====== Excerpted passage ======
After the bombing of Pearl Harbor, the United States entered the war. The Japanese used, among other aircraft, the Mitsubishi A6M Zero, an extremely lightweight fighter known for its exceptional range and maneuverability. The U.S. military tested the Akutan Zero, a Mitsubishi A6M2 which was captured intact in 1942, advising – along the same lines that General Claire Chennault, commander of the Kunming-based Flying Tigers had already advised his pilots over a year before – "Never attempt to dogfight a Zero." Even though its engine was rather low in power, the Zero had very low wing loading characteristics, a small turn radius, a top speed over 330 mph, and could climb better than any fighter used by the U.S. at that time, although it was poorly armored compared to U.S. aircraft.

A pilot who realized that new tactics had to be devised was Lieutenant Commander John S. "Jimmy" Thach, commander of Fighting Three in San Diego. He read the early reports coming out of China and wrestled with the problem of his F4F Wildcats being relatively slower and much less maneuverable than the Japanese planes. Using matchsticks on his kitchen table, he devised a defensive maneuver he called "beam defense position", but commonly called the "Thach Weave". Thach reasoned that, because the Zero had fabric wing-covers that tended to "balloon" at speeds above 295 mph (474.7 km/h) which made the plane very hard to turn, he could use high speed and a formation of four planes, consisting of two pairs of aircraft, flying line-abreast (side by side at the same altitude). Keeping the leader of each pair in close formation with their wingman, the pairs could fly about 200 ft apart (the turn radius of the Wildcat) and adopt a weaving formation when either or both pairs fell under attack by Japanese fighters, allowing each pair to evade the attack while at the same time covering the other pair. Thach made a diagram of the idea and showed it to other pilots, but in trial-runs people like Butch O'Hare found it difficult to make the shot while, at the same time, evading the two friendly planes coming at him head on.
======
* [Task set]
(a) Reproduce the Zero fighter passage between "After the bombing" and "to U.S. aircraft.", inclusive, switching "Flying Tigers" to "American Volunteer Group".
(b) In the Zero fighter passage, how far apart could Thach's pairs of aircraft fly?
(c) Write the next part of the Zero fighter passage, starting after its final sentence.
====== Source data ======
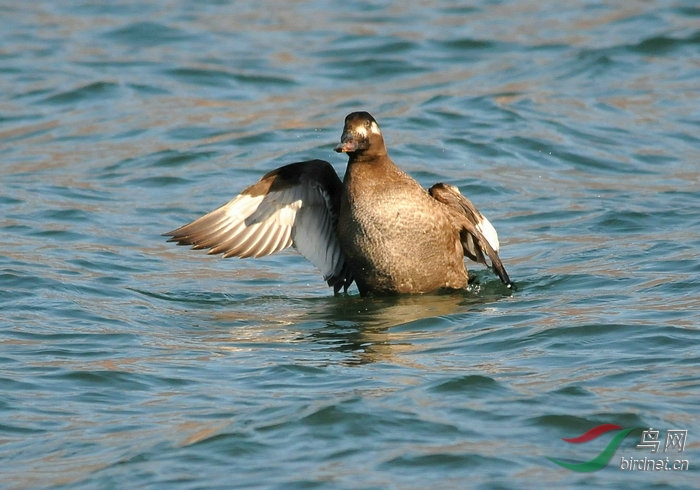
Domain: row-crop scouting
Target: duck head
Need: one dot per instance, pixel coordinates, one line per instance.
(361, 134)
======
* [Answers for each item]
(a)
After the bombing of Pearl Harbor, the United States entered the war. The Japanese used, among other aircraft, the Mitsubishi A6M Zero, an extremely lightweight fighter known for its exceptional range and maneuverability. The U.S. military tested the Akutan Zero, a Mitsubishi A6M2 which was captured intact in 1942, advising – along the same lines that General Claire Chennault, commander of the Kunming-based American Volunteer Group had already advised his pilots over a year before – "Never attempt to dogfight a Zero." Even though its engine was rather low in power, the Zero had very low wing loading characteristics, a small turn radius, a top speed over 330 mph, and could climb better than any fighter used by the U.S. at that time, although it was poorly armored compared to U.S. aircraft.

(b) About 200 ft apart, the turn radius of the Wildcat.

(c)
Thach later faced the A6M Zero during the Battle of Midway, in June 1942, for the test of his theory. Although outnumbered, he found that a Zero would lock onto the tail of one of the fighters. In response, the two planes would turn toward each other, with one plane's path crossing in front of the other. More importantly, the pursuer would have to follow that path to maintain pursuit, also crossing in front of the American plane's sights. Thus, when the Zero followed its original target through the turn it would come into a position to be fired on by the target's wingman, and the predator would become the prey. His tactic proved to be effective and was soon adopted by other squadrons. The Thach Weave helped make up for the inferiority of the US planes in maneuverability and numbers, until new aircraft could be brought into service. This tactic later morphed into the more fluid and versatile "loose-deuce maneuvering" that was to prove useful in the Vietnam War.

Another effective maneuver used by the U.S. pilots was a simple break, which consisted of turning sharply across an attacker's flight path, which worked well in part because the large nose of the Zero tended to obstruct the pilot's view. Still another good tactic was a high-side guns pass, which consisted of diving upon the Zero, shooting in one high-speed pass, and using the speed to climb back above the fight to dive again. By 1943 the U.S. began to produce planes that were better matched against the Japanese planes, such as the
Grumman F6F Hellcat, and the Vought F4U Corsair.

====Technology====
Technology advanced extremely fast during World War II in ways that would change dogfighting forever. Jet propulsion had been demonstrated long before the war, by German engineer Hans von Ohain in 1934, and by British engineer Frank Whittle in 1937. The Messerschmitt Me 262 was the first jet fighter to be used in battle, with a speed over 800 km/h (500 mph), and began taking a toll on Allied bombing missions in 1944. The British were testing a jet that same year, the Gloster Meteor, which would later see action in the Korean War. Although U.S. General Hap Arnold test flew the XP-59A in 1942, the plane was never used in combat. Other prime inventions of the era include radar and air-to-air missiles.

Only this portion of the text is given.